**取り組む課題**
COPDに関する文章を「進行してくると体重減少がみら」を含む箇所から「けていただければと思います。」までもう一度書き、その際「肺機能検査」を「呼吸機能検査」に改めてください。

COPDとは
COPDとは
COPDという言葉を聞いたことはありますか?呼吸器疾患の一つでChronic Obstructive Pulmonary Disease(慢性閉塞性肺疾患)の頭文字をとったものです。以前肺気腫と呼ばれていた疾患と慢性気管支炎と呼ばれていた疾患は、両者が種々の割合で合併することが多く、この二つによる閉塞性肺疾患を合わせてCOPDと呼ぶようになりました。
タバコの煙などの有害物質を長期に吸入することで肺に炎症が起き、肺の組織が破壊されます。肺は呼吸とともに膨らんだり縮んだりしますが、この機能が低下し十分に息が吐けなくなります。このことで、生活の質が低下したり合併症により死にもつながる病気です。2012年の厚労省の調査では死因の第9位となっています。
○どんな症状がありますか?
初期の症状としては、咳痰があります。また、坂道や階段の昇降が以前と比べてしんどくなったり動作時の呼吸困難が出現してきます。これらの症状は徐々に起こってくるため、加齢の影響と思いがちで見過ごされることも多い病気です。
進行してくると体重減少がみられ、合併症として心不全、うつ状態、筋力低下、肺癌などが認められることもあります。
診断と治療にはどのようなものがありますか?
診断には、肺機能検査を行います。思いっきり息を吐いたとき最初の1秒間に吐ける息の量が低下しているかどうかをみます。息が吐けなくなる他の疾患を除外することで診断されます。
治療としてはまずは禁煙をお勧めします。禁煙によって進行を遅らせることができ、寿命が延びることがわかっています。症状に応じて気管支拡張薬(抗コリン薬やβ2刺激薬)、去痰剤を使用します。呼吸リハビリテーションにより複式呼吸、口すぼめ呼吸の練習や筋力トレーニングで少しでも呼吸が楽になるようにします。病状が進行し体の中の酸素濃度が低下している場合には在宅酸素療法を導入します。
○気を付けるべきことはなんですか?
COPDは徐々に進行する病気ですが、時に急性増悪を起こすことがあります。急性増悪とはCOPDの症状が急激に悪化した状態で、放っておくと命に関わる可能性もあります。原因としては呼吸器感染症が多く、このためインフルエンザワクチンや肺炎球菌ワクチンの接種が進められます。
最後に
2001年の調査ではCOPDの推定患者数は530万人と言われていますが、実際に医療機関で診断され治療されている患者数は約20万人と大きな開きがあります。これは、前述のとおり、ありふれた症状であるため見過ごされやすいことと認知度が低いことがあげられます。少しでも気になる症状がある方は、早めに医療機関を受診し肺機能検査を受けていただければと思います。

**抜粋データ**
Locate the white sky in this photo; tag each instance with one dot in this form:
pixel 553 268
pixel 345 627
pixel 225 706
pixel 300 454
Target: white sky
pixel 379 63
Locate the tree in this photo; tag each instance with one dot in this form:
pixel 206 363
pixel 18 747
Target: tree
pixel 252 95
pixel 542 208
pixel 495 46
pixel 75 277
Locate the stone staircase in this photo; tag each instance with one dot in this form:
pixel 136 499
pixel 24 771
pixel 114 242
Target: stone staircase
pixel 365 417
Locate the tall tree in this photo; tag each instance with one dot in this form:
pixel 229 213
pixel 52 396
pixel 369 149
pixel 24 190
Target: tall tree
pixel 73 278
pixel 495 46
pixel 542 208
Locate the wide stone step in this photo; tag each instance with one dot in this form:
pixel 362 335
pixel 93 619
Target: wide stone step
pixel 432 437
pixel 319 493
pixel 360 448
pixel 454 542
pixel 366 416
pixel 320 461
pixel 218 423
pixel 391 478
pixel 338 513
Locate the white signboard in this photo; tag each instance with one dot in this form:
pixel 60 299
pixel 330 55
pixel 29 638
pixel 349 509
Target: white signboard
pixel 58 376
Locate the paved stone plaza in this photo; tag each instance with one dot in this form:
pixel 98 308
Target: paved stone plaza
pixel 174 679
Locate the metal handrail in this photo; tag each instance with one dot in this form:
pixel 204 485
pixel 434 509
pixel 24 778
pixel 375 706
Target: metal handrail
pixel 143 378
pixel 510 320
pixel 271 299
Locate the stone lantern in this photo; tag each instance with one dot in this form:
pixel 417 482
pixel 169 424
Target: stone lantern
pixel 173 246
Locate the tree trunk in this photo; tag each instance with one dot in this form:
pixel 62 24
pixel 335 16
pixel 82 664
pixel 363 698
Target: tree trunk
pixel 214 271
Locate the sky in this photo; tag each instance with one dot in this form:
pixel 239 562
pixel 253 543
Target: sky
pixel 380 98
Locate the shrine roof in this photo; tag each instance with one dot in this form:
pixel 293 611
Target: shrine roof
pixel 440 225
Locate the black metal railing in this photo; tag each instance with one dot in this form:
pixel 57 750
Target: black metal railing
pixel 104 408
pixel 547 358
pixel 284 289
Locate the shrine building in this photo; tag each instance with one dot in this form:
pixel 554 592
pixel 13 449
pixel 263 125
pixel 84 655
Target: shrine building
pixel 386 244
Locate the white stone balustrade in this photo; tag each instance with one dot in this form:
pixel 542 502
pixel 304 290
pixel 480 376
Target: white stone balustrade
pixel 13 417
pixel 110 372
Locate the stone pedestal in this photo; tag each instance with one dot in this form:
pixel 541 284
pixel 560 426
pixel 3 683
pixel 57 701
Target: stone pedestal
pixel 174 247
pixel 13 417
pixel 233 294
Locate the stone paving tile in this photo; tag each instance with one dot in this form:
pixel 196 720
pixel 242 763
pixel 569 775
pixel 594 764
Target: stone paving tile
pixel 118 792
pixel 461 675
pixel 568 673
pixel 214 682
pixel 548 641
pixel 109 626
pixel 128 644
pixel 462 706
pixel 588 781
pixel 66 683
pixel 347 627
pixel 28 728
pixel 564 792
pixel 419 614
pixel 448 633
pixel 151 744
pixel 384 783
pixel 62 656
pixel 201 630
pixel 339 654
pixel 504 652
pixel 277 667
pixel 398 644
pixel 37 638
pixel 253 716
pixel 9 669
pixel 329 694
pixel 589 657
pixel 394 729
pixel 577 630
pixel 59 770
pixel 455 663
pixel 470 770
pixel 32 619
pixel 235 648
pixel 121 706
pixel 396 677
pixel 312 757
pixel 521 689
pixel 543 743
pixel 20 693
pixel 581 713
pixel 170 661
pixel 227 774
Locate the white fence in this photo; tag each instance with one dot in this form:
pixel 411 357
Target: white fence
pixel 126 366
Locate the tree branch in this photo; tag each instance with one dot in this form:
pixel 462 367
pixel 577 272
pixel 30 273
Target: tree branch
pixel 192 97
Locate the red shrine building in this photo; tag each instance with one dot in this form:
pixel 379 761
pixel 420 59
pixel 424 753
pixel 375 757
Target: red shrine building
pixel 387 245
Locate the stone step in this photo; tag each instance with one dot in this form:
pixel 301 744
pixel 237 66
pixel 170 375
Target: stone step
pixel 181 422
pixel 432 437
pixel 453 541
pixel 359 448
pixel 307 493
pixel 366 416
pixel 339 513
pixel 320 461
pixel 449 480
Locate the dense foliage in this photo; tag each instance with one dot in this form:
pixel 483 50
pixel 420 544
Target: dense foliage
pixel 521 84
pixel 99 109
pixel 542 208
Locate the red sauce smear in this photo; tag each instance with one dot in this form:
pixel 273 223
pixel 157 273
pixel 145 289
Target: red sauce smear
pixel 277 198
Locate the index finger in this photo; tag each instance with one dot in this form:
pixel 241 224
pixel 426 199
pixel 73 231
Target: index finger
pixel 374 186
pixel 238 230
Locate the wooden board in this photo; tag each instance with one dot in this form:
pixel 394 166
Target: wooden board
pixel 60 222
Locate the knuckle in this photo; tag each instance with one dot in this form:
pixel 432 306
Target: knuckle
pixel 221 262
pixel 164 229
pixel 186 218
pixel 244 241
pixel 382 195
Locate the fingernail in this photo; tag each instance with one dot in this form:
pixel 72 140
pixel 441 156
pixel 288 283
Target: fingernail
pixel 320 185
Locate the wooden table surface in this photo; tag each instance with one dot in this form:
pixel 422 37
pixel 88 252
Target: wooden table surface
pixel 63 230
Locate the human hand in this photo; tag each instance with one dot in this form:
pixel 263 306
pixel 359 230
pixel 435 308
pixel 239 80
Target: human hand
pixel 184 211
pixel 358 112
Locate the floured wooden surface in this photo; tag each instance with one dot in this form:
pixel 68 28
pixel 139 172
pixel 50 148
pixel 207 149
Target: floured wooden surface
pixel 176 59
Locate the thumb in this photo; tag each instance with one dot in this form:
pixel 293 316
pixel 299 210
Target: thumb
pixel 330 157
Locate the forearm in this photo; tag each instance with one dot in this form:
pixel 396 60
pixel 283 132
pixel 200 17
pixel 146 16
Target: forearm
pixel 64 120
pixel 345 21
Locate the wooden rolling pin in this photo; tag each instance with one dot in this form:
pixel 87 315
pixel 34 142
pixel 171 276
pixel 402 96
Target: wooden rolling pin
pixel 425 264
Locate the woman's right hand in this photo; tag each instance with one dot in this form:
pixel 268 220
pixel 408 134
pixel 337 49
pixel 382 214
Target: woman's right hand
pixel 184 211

**解答**
進行してくると体重減少がみられ、合併症として心不全、うつ状態、筋力低下、肺癌などが認められることもあります。
診断と治療にはどのようなものがありますか?
診断には、呼吸機能検査を行います。思いっきり息を吐いたとき最初の1秒間に吐ける息の量が低下しているかどうかをみます。息が吐けなくなる他の疾患を除外することで診断されます。
治療としてはまずは禁煙をお勧めします。禁煙によって進行を遅らせることができ、寿命が延びることがわかっています。症状に応じて気管支拡張薬(抗コリン薬やβ2刺激薬)、去痰剤を使用します。呼吸リハビリテーションにより複式呼吸、口すぼめ呼吸の練習や筋力トレーニングで少しでも呼吸が楽になるようにします。病状が進行し体の中の酸素濃度が低下している場合には在宅酸素療法を導入します。
○気を付けるべきことはなんですか?
COPDは徐々に進行する病気ですが、時に急性増悪を起こすことがあります。急性増悪とはCOPDの症状が急激に悪化した状態で、放っておくと命に関わる可能性もあります。原因としては呼吸器感染症が多く、このためインフルエンザワクチンや肺炎球菌ワクチンの接種が進められます。
最後に
2001年の調査ではCOPDの推定患者数は530万人と言われていますが、実際に医療機関で診断され治療されている患者数は約20万人と大きな開きがあります。これは、前述のとおり、ありふれた症状であるため見過ごされやすいことと認知度が低いことがあげられます。少しでも気になる症状がある方は、早めに医療機関を受診し呼吸機能検査を受けていただければと思います。